-- start of Page --

Blanca Avelina Treviño de Vega (Monterrey, Nuevo León, Mexico) is president and executive director of Softtek, a Mexican information and communication technologies company, the largest independent service provider in Latin America.

Education 
Treviño earned her bachelor's in 1981 in computer systems administration at the Monterrey Institute of Technology and Higher Studies, Monterrey Campus. At first, she regretted choosing the major, as all her classmates were men and she was intimidated. However, her father had already started to brag about how his daughter was studying the then new field and told her that he could not accept a daughter who was afraid. So, she stuck with it.

-- end of Page --

Required work –
A) According to the biography, in what field did Treviño earn her bachelor's degree?
B) Swap "Kindly" for "Please" in the records starting at the line that contains "Please give the outline of every instance of the climbing" and ending at the close of the records, and give only those lines again with nothing else altered.

-- start of Exercise material --

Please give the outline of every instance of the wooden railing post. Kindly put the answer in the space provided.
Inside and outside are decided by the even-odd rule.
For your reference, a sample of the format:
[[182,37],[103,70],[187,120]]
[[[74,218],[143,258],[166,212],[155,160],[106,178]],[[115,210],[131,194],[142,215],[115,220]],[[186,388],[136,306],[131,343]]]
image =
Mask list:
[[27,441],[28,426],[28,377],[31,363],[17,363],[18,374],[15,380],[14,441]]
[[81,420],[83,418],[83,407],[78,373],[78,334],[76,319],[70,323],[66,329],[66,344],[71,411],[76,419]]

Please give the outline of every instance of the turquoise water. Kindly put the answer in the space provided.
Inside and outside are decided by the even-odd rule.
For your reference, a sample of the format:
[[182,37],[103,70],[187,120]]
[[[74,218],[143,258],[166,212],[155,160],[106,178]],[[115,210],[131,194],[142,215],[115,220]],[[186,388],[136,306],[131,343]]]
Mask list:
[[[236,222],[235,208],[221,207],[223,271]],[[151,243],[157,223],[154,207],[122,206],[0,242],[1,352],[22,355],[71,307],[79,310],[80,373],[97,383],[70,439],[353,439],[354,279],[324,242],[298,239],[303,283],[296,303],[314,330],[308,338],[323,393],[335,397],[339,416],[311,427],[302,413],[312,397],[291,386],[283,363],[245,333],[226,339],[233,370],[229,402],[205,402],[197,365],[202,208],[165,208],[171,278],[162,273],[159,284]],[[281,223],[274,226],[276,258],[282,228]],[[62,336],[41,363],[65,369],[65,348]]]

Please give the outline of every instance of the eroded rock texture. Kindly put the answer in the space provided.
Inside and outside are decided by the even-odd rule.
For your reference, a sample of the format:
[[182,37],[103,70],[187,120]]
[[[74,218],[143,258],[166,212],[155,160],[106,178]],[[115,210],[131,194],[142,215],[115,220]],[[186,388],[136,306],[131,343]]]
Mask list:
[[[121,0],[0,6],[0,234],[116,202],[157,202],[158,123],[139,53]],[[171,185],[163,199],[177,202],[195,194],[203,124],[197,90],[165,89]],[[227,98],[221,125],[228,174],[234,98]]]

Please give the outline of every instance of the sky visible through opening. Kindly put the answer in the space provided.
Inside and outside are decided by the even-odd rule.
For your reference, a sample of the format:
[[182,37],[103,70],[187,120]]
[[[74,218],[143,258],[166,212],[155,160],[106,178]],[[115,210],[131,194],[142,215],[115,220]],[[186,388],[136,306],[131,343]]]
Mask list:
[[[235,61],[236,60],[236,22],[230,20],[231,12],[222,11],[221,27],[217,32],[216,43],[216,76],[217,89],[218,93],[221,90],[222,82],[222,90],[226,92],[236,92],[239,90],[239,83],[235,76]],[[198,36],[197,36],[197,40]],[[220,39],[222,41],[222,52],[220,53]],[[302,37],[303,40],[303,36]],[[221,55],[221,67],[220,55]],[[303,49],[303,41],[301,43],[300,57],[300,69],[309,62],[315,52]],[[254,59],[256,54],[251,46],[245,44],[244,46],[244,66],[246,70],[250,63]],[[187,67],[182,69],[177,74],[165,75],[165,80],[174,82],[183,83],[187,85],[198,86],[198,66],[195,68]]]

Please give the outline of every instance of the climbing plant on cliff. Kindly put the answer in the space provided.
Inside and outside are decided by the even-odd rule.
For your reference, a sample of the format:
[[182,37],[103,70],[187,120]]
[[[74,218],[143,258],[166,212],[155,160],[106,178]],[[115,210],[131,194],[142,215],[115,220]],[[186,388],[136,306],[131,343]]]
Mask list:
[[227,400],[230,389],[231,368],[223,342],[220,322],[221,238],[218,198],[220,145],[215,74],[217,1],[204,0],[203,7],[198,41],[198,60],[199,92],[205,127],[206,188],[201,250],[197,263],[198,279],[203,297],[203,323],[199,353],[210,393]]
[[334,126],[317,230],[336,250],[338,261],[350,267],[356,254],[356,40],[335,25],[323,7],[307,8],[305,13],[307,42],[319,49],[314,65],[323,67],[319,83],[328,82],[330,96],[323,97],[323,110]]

-- end of Exercise material --

The answers –
A) Computer systems administration

B)
Please give the outline of every instance of the climbing plant on cliff. Please put the answer in the space provided.
Inside and outside are decided by the even-odd rule.
For your reference, a sample of the format:
[[182,37],[103,70],[187,120]]
[[[74,218],[143,258],[166,212],[155,160],[106,178]],[[115,210],[131,194],[142,215],[115,220]],[[186,388],[136,306],[131,343]]]
Mask list:
[[227,400],[230,389],[231,368],[223,342],[220,322],[221,238],[218,198],[220,145],[215,74],[217,1],[204,0],[203,7],[198,41],[198,60],[199,92],[205,127],[206,188],[201,250],[197,263],[198,279],[203,297],[203,323],[199,353],[210,393]]
[[334,126],[317,230],[336,250],[338,261],[350,267],[356,254],[356,40],[335,25],[323,7],[307,8],[305,13],[307,42],[319,49],[314,65],[323,67],[319,83],[328,82],[330,96],[323,97],[323,110]]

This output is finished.